Description
This Chocolate Mayonnaise Sheet Cake is a moist and rich chocolate cake made with mayonnaise for added tenderness and great texture. Topped with a luscious chocolate frosting, it's a delicious treat perfect for any occasion.
Ingredients
Scale
For the Cake
- Butter, for greasing the pan
- 2 cups (242g) all-purpose flour
- 1 cup (120g) unsweetened Dutch processed cocoa powder
- 1 1/2 teaspoons baking powder
- 1 1/2 teaspoons baking soda
- 1/4 teaspoon salt
- 3/4 cup (177ml) hot water
- 2 tablespoons (30g) instant coffee powder or instant espresso powder
- 2 large eggs
- 1 cup (220g) sugar
- 1/2 cup (100g) brown sugar, lightly packed
- 1 cup (260g) mayonnaise
- 1 tablespoon vanilla extract
For the Frosting
- 1/2 cup (80g) finely chopped semisweet or bittersweet chocolate
- 1/2 cup (113g) unsalted butter
- 2 tablespoons (30g) unsweetened Dutch processed cocoa powder
- 1 cup (130g) powdered sugar
- 1/2 cup heavy cream
Instructions
- Preheat and prepare pan: Preheat the oven to 350°F (180°C). Brush a 9x13-inch sheet pan with butter and set aside.
- Mix dry ingredients: In a medium bowl, stir together the all-purpose flour, cocoa powder, baking powder, baking soda, and salt until evenly combined. Set aside.
- Dissolve coffee: In a glass measuring cup, add the instant coffee powder to the hot water, stirring until dissolved. Set aside.
- Cream mayonnaise and sugars: In a large mixing bowl, beat the mayonnaise, white sugar, and brown sugar with an electric mixer until pale and creamy.
- Add eggs and vanilla: Add eggs one at a time, beating well after each addition. Scrape the sides of the bowl with a spatula periodically to ensure even mixing. Pour in the vanilla extract and beat to combine.
- Combine wet and dry ingredients: Divide the dry ingredients into thirds. Add the first third of dry ingredients with half of the hot coffee mixture to the wet ingredients and beat until combined. Add the second third of dry ingredients with the remaining coffee and beat well. Add the final third and mix until the batter is smooth and neither stiff nor runny.

PROBLEM 1:
Rewrite the entries from the line with "of the turquoise" up to and including the line with "[[398, 401]]", replacing "photograph" with "image" and leaving everything else unchanged. Omit the pictures from your answer.

EXTRACTED INFORMATION:
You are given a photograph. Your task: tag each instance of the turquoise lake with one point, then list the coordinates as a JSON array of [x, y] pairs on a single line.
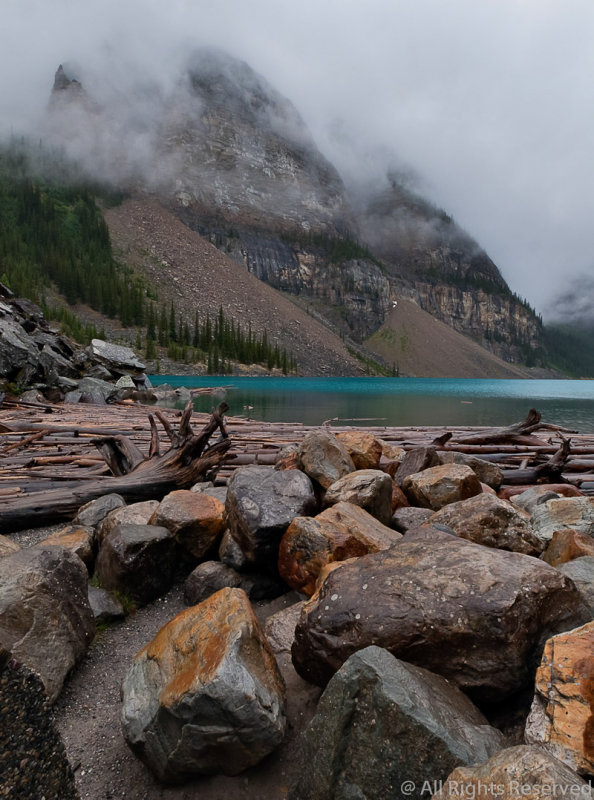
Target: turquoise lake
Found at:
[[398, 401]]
==
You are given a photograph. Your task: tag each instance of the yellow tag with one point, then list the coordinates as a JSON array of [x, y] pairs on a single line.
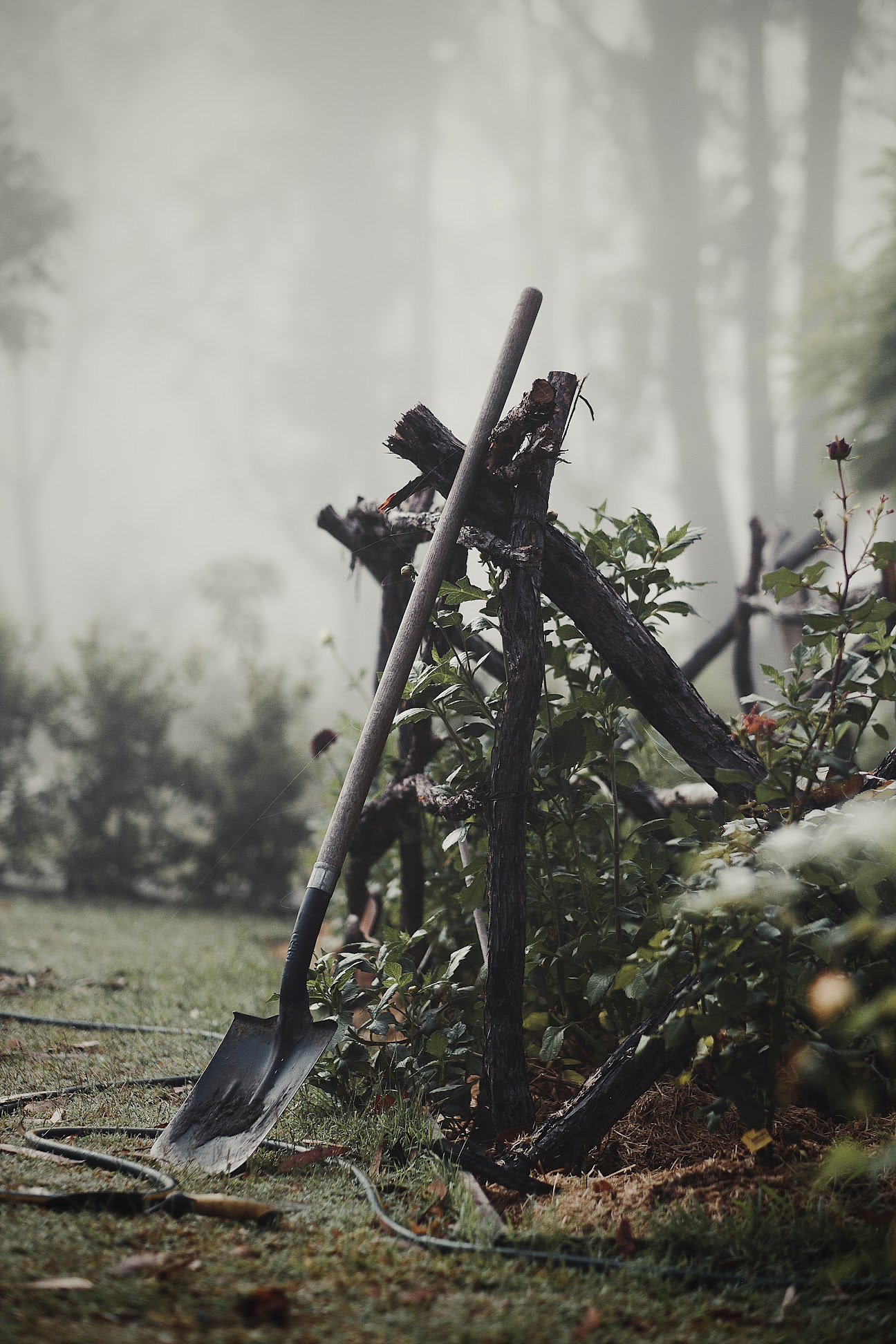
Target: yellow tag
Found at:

PROBLEM 2:
List the ingredients that the chocolate sheet cake recipe gives for the frosting.

WRITTEN REPLY 1:
You are given a image. Your task: tag each instance of the turquoise lake with one point, then list the coordinates as a JSON array of [x, y] pairs on a single line.
Target: turquoise lake
Found at:
[[398, 401]]

WRITTEN REPLY 2:
- Finely chopped semisweet or bittersweet chocolate
- Unsalted butter
- Unsweetened Dutch processed cocoa powder
- Powdered sugar
- Heavy cream